Given task - Rewrite the rows below, from the line containing "Locate every instance of the corrugated metal roof" through the last row, requests included, and offset every coordinate in the answers by -55. Leave the pictures out.

Entries -
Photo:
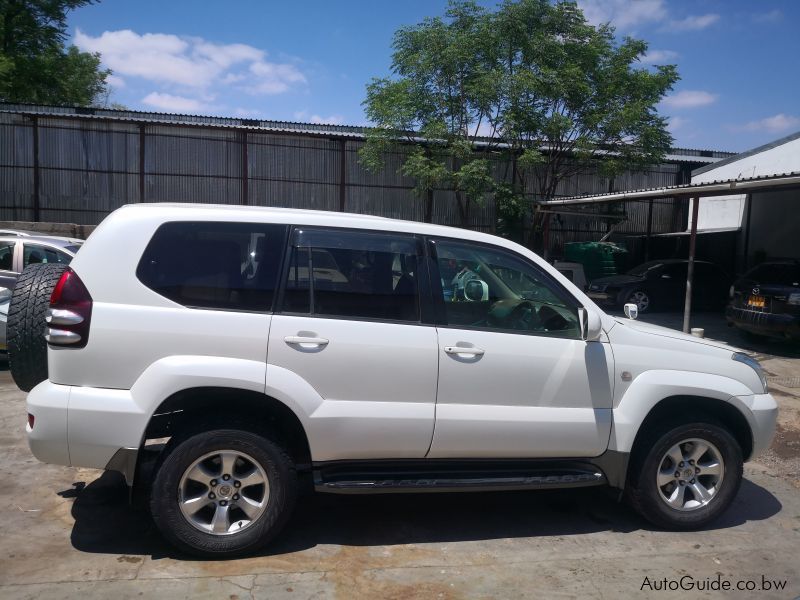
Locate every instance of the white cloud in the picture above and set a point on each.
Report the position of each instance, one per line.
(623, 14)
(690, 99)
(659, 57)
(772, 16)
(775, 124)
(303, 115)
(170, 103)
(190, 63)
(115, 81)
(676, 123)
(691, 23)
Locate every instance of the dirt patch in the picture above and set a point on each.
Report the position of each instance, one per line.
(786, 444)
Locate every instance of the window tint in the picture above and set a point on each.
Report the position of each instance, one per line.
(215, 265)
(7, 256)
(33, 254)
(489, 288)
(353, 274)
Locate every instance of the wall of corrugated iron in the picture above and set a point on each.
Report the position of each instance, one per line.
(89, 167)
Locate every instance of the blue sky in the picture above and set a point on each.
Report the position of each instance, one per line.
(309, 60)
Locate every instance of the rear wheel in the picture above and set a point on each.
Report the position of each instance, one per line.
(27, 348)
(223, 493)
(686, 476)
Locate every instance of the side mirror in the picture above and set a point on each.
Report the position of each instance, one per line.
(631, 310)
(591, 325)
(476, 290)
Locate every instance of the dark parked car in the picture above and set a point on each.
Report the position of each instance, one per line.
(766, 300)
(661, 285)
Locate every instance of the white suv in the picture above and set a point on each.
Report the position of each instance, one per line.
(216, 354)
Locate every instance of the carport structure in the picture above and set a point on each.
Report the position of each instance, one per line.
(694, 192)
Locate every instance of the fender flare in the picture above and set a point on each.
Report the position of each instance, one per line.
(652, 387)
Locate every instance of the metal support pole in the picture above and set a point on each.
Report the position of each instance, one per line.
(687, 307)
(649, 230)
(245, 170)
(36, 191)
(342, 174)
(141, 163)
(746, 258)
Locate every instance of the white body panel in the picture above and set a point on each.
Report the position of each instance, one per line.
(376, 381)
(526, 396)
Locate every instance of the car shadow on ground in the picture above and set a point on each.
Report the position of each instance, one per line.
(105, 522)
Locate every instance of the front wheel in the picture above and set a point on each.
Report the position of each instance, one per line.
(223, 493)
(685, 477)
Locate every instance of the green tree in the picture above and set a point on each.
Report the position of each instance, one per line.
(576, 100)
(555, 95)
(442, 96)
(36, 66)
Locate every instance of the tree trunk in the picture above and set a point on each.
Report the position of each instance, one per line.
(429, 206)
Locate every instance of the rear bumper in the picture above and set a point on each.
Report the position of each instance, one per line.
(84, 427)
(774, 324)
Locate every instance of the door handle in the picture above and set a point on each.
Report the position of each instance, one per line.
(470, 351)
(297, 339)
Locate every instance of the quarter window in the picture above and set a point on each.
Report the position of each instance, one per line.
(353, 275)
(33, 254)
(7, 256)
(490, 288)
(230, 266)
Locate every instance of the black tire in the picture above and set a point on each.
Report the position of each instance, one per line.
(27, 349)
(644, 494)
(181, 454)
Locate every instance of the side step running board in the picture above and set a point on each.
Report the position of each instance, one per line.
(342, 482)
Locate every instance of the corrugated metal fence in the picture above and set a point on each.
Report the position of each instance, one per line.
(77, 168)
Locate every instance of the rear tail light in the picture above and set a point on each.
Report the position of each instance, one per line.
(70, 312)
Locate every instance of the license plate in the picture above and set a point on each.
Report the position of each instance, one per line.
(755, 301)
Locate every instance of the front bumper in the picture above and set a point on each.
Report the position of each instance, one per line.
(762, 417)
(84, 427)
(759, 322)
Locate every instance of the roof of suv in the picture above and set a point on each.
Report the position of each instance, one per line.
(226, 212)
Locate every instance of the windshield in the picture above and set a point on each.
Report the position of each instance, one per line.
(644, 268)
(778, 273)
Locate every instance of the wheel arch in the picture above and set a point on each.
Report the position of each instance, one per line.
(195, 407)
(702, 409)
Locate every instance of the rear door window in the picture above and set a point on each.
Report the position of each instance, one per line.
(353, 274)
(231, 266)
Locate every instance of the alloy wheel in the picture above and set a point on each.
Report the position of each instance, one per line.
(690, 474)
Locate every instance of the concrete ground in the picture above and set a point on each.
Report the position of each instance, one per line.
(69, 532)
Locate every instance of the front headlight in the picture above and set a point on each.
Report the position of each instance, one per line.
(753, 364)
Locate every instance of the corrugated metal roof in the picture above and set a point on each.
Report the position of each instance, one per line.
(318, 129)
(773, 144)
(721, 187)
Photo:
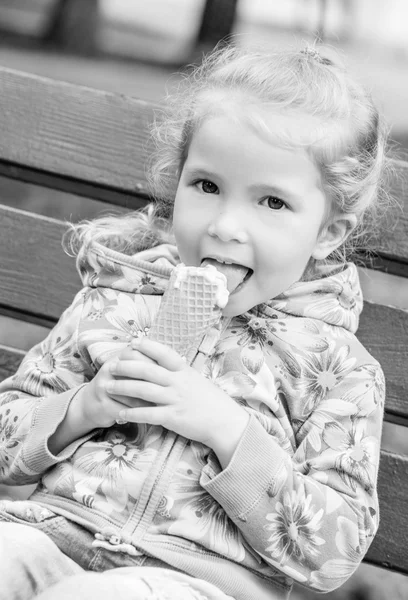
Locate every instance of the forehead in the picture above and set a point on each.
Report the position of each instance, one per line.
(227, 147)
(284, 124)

Exercise result -
Locate every instance of the corrugated metal roof in the picture above and set a point on each.
Report the position of each instance, one per line.
(263, 74)
(718, 89)
(666, 132)
Photo:
Locate every instance of the forehead in the picture above and set a point on each.
Report the position of each instance, one per line.
(172, 92)
(229, 69)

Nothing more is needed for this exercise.